[Pointing dataset records]
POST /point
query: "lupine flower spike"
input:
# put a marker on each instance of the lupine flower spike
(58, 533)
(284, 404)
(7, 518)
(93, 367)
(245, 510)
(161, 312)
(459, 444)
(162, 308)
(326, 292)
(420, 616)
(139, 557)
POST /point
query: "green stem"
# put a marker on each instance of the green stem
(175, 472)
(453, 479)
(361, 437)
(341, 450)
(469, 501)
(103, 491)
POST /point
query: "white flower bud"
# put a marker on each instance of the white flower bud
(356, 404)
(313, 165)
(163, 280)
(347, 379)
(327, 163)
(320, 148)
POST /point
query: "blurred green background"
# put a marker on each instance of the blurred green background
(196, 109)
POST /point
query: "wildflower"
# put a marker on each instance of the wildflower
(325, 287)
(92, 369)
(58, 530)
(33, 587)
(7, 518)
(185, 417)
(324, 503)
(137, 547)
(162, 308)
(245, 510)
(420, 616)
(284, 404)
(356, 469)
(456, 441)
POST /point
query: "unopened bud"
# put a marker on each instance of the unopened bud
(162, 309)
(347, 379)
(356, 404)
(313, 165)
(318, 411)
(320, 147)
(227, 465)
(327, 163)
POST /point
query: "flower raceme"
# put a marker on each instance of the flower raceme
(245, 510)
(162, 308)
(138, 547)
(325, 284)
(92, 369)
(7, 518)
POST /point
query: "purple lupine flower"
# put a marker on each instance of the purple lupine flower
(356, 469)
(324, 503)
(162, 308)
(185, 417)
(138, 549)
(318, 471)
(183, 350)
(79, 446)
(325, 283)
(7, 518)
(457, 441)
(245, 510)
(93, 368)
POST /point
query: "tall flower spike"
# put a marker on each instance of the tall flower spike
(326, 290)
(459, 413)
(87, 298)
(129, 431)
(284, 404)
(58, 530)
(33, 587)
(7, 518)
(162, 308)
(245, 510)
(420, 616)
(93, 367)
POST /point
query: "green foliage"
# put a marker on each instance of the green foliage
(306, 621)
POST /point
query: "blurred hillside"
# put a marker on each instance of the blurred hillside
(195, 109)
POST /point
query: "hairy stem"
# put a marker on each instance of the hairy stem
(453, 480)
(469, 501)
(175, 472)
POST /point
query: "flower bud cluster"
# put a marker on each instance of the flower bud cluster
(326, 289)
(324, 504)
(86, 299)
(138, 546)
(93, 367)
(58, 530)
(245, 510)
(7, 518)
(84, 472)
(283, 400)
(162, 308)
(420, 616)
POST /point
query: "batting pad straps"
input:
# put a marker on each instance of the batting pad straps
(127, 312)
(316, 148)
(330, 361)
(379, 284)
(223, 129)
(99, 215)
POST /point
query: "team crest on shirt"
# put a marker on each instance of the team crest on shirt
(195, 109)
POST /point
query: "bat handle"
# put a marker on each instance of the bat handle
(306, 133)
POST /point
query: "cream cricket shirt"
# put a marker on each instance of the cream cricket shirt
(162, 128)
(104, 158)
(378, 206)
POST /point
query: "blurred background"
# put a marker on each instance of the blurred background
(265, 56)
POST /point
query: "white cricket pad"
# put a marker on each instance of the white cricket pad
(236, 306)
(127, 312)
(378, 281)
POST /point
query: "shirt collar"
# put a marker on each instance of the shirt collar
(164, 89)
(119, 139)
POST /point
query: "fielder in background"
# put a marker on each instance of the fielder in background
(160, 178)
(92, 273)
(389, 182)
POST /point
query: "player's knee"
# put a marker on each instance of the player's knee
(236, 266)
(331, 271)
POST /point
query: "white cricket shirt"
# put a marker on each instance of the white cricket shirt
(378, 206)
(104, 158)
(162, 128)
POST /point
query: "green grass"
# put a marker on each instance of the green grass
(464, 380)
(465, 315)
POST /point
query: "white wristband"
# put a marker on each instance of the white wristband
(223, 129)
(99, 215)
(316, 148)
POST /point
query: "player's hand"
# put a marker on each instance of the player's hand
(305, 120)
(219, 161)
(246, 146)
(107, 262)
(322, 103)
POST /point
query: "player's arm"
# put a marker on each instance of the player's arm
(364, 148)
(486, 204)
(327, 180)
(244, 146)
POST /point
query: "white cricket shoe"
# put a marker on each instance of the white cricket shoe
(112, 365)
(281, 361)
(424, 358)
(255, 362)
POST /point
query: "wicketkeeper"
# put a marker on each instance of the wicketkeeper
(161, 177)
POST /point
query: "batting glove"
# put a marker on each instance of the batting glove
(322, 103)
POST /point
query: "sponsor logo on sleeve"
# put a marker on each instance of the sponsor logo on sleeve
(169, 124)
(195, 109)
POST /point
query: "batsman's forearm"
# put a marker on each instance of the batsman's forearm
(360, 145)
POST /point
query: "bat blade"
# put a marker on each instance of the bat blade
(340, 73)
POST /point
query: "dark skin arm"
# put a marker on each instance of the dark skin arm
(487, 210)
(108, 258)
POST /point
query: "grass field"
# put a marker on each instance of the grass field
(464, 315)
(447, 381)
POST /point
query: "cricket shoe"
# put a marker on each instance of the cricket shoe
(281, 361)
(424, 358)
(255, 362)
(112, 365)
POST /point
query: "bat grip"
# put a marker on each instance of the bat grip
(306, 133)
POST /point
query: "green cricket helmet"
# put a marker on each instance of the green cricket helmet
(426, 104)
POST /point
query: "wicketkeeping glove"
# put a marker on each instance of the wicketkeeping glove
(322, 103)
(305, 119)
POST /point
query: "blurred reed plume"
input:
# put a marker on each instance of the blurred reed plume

Aim of the exercise »
Word for word, write out all of the data above.

Solved problem »
POST /point
query: "lupine flower spike"
input:
# put a marker on each instance of the lupine flower spike
(58, 533)
(284, 404)
(7, 518)
(93, 367)
(245, 510)
(161, 312)
(459, 444)
(162, 308)
(326, 292)
(420, 616)
(139, 557)
POST /point
query: "green stem"
# put a marker on each instance of the green stem
(175, 472)
(453, 479)
(361, 437)
(341, 450)
(469, 501)
(103, 491)
POST /point
query: "white flower bud"
# put a marker on each instance of the white flower bud
(356, 404)
(313, 165)
(163, 280)
(347, 379)
(327, 163)
(320, 148)
POST /point
query: "blurred green background"
# put a marker on each instance of the blurred green background
(196, 109)
POST /point
query: "wildflower"
# put a marker on each instance of the wildflower
(325, 287)
(92, 369)
(58, 530)
(33, 587)
(7, 518)
(185, 417)
(324, 503)
(137, 547)
(162, 308)
(245, 510)
(420, 616)
(284, 404)
(356, 469)
(456, 441)
POST /point
query: "unopened bud"
# put a marker on each instance of the unopened bud
(162, 309)
(347, 379)
(356, 404)
(313, 165)
(318, 411)
(320, 147)
(227, 465)
(327, 163)
POST /point
query: "flower raceme"
# put a marker on each instance of the flower raceme
(245, 510)
(162, 308)
(138, 547)
(325, 284)
(92, 369)
(7, 518)
POST /point
query: "purple lupine flower"
# put a marker on each instance of the purple lupine flower
(356, 469)
(324, 503)
(162, 308)
(185, 417)
(138, 549)
(318, 471)
(183, 350)
(79, 446)
(325, 283)
(7, 518)
(457, 441)
(245, 510)
(93, 368)
POST /point
query: "tall flower spike"
# put a marker on each instance of the tall flower spike
(326, 290)
(459, 413)
(87, 298)
(129, 431)
(284, 404)
(58, 530)
(33, 587)
(7, 518)
(162, 308)
(245, 510)
(420, 616)
(93, 367)
POST /point
query: "green foliage"
# put a marker on each instance of the green foliage
(306, 621)
POST /point
query: "blurred hillside"
# put a marker on each instance of the blurred hillside
(195, 109)
POST /point
query: "hairy stem"
# put a marker on each instance of the hairy stem
(453, 480)
(469, 501)
(175, 472)
POST /point
query: "flower bud cluster"
# put a marker on each instance of the flower bud cluster
(326, 289)
(324, 504)
(86, 299)
(138, 546)
(93, 367)
(58, 530)
(245, 510)
(7, 518)
(84, 472)
(283, 400)
(162, 308)
(420, 616)
POST /point
query: "batting pad straps"
input:
# put a marker on each instance of the batting pad straps
(127, 312)
(316, 148)
(330, 361)
(379, 284)
(223, 129)
(99, 215)
POST /point
query: "team crest on shirt"
# put a marker on each instance of the team crest on shirt
(195, 109)
POST /point
query: "bat handle"
# put a marker on each instance of the bat handle
(306, 133)
POST /point
query: "cream cricket shirt"
# put a marker on each instance of the cream cricket shirt
(162, 128)
(104, 158)
(378, 206)
POST /point
query: "blurred background"
# put a marker on each instance of the blurred background
(265, 56)
POST /point
query: "white cricket pad"
# put a marker on each instance of the white cricket pad
(236, 306)
(127, 312)
(378, 281)
POST /point
query: "shirt collar"
# put a marker on each instance of the shirt collar
(164, 89)
(119, 139)
POST /point
query: "fielder in background"
# put a marker on each instance of the fielder in background
(160, 178)
(92, 273)
(389, 182)
POST /point
query: "player's knee"
# put a marker on each instance of the player's knee
(236, 266)
(331, 271)
POST /point
query: "white cricket shirt"
# put a marker on each instance of the white cricket shirt
(378, 206)
(104, 158)
(162, 128)
POST /point
query: "green grass"
# put a marker on each instance of the green grass
(464, 380)
(465, 315)
POST /point
query: "white wristband"
# put a marker on each instance of the white wristband
(223, 129)
(99, 215)
(316, 148)
POST /point
query: "player's hand"
# put a marker on each instance of the player's hand
(305, 120)
(219, 161)
(246, 146)
(107, 262)
(322, 103)
POST /point
query: "player's arm"
# put a marker on each instance of the player's arm
(364, 148)
(486, 204)
(327, 180)
(244, 146)
POST /point
query: "white cricket shoe"
# put a marker on each instance of the white cricket shoe
(112, 365)
(281, 361)
(424, 358)
(255, 362)
POST /point
query: "wicketkeeper"
# put a marker on each instance of the wicketkeeper
(161, 177)
POST /point
query: "batting glove"
# put a marker on each instance of the batting glove
(322, 103)
POST /point
query: "sponsor logo on sleeve"
# put a marker on each instance of the sponsor logo on sleeve
(169, 124)
(195, 109)
POST /point
query: "batsman's forearm"
# put a marker on each instance of the batsman's forearm
(360, 145)
POST /point
query: "bat blade"
# put a marker on each instance of the bat blade
(340, 73)
POST /point
query: "dark skin arm"
# put a marker on each instance of the dark skin arm
(487, 210)
(108, 258)
POST /point
query: "grass field"
# put a marker on each instance of the grass field
(464, 315)
(447, 381)
POST /point
query: "cricket shoe"
# put a marker on each instance of the cricket shoe
(281, 361)
(424, 358)
(255, 362)
(112, 365)
POST /point
query: "bat grip"
# put a marker on each instance of the bat grip
(306, 133)
POST /point
query: "green cricket helmet"
# put a marker on each instance of the green cricket helmet
(426, 104)
POST /point
query: "wicketkeeping glove"
# put a marker on each instance of the wicketkeeping glove
(322, 103)
(305, 119)
POST /point
query: "blurred reed plume"
input:
# put a marker on each instance of the blurred reed plume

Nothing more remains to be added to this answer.